> **TASK PROMPT**
Since only part of the material is needed, please repeat exactly the line that includes "of the blonde" and every line after it, up to the last.

> **RAW DATA**

[Start of section]

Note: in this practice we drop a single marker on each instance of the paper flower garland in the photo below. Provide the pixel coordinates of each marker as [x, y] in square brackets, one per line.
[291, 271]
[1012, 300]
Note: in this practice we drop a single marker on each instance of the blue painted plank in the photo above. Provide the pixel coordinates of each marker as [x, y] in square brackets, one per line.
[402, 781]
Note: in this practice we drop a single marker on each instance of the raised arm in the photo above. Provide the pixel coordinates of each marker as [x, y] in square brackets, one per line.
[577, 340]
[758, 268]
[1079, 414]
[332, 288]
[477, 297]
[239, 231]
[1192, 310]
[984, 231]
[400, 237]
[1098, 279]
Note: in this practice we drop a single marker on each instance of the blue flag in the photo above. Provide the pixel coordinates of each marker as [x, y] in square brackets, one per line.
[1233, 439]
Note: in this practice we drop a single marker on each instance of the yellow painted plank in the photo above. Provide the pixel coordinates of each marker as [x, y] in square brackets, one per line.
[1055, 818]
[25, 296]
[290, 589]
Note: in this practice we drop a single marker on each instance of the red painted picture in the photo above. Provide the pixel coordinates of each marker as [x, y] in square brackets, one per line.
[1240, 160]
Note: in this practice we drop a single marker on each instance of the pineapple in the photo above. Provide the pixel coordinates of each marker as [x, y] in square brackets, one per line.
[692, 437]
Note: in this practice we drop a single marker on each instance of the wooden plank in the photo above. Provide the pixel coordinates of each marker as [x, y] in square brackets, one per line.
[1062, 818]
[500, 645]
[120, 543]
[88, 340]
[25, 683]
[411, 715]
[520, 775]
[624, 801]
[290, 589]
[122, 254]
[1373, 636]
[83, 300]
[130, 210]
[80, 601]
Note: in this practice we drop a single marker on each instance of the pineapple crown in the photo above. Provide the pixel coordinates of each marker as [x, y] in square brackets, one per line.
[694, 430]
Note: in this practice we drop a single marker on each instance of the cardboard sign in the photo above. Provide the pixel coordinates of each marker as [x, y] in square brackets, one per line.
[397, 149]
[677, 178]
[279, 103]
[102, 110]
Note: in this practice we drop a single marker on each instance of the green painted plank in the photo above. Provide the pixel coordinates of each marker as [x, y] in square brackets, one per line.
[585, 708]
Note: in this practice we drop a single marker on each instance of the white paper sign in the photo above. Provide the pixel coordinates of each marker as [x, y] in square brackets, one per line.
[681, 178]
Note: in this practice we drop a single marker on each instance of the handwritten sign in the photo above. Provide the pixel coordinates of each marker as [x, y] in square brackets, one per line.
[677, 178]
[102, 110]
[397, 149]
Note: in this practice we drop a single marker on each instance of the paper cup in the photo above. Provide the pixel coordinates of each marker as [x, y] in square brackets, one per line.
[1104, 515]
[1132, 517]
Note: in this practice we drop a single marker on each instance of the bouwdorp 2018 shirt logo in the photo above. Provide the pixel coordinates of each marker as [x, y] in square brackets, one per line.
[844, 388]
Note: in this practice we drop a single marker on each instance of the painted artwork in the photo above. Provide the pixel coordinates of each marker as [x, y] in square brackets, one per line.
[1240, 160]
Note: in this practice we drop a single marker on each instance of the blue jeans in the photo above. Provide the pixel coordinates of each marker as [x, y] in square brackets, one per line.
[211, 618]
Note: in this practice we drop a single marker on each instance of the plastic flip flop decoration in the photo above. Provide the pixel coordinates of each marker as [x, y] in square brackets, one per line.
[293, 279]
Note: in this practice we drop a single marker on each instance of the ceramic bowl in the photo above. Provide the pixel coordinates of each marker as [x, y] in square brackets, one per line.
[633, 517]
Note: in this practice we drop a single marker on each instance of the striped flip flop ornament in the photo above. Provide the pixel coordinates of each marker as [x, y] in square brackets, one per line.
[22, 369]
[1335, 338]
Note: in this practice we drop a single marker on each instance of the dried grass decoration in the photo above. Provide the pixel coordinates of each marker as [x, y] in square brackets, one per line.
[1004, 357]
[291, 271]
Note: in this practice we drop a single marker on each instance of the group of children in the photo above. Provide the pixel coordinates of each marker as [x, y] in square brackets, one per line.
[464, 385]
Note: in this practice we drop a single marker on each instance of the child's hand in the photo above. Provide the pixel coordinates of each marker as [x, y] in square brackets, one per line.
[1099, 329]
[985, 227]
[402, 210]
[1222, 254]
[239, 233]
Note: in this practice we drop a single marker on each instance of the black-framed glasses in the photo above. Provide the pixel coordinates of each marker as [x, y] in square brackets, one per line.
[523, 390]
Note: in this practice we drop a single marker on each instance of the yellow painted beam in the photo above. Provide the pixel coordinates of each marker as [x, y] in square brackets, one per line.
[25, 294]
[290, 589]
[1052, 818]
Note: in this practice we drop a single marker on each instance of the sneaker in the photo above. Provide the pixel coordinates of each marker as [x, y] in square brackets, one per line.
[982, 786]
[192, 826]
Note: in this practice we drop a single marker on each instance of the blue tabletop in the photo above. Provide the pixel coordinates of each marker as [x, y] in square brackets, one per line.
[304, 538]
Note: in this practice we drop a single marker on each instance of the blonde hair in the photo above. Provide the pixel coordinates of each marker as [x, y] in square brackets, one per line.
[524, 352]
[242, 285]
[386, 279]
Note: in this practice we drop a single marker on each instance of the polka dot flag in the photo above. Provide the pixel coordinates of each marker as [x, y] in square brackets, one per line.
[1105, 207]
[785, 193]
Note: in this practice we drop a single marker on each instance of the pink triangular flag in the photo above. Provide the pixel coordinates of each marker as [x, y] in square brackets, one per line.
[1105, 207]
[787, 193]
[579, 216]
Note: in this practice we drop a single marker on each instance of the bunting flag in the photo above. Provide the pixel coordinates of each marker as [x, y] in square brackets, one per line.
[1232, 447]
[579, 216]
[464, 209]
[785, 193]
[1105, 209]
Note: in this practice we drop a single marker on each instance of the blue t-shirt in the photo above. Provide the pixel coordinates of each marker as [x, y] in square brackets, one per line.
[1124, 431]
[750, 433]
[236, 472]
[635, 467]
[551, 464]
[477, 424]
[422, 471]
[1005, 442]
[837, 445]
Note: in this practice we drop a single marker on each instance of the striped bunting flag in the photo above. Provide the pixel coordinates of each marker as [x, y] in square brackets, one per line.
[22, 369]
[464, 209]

[End of section]

> **SOLUTION TO THE PROBLEM**
Note: in this practice we drop a single marker on each instance of the blonde hair in the photo above. Provide the pixel coordinates of each marker as [x, y] in square brackets, one per line.
[524, 352]
[242, 285]
[386, 279]
Note: in this practice we drop a single marker on each instance of the polka dot flag in the photo above. Provide the pixel coordinates of each marker as [x, y] in square brackets, one per line.
[1105, 207]
[785, 193]
Note: in this practice we drop a single marker on each instance of the pink triangular flag in the photo above. Provide the pixel coordinates of each marker as [x, y] in square brackets, one per line.
[1105, 207]
[787, 193]
[579, 216]
Note: in this practice we drop a single marker on each instance of the bunting flag in the photo above. Provide the pixel coordinates of each marker as [x, y] in square brackets, one per line.
[1232, 447]
[579, 216]
[464, 209]
[785, 193]
[1105, 209]
Note: in this practice we drop a single marker on each instance of the blue t-shirt in the photo above. Provide the pixel coordinates of each marker as [x, y] in square brackets, one per line.
[1124, 431]
[750, 433]
[236, 472]
[635, 467]
[551, 464]
[477, 424]
[422, 471]
[1005, 442]
[837, 445]
Note: in this practice we drop a single marker on each instance of the striped bunting flag in the photo above. Provide the pixel coordinates of each marker as [x, y] in square brackets, one per line.
[22, 369]
[464, 209]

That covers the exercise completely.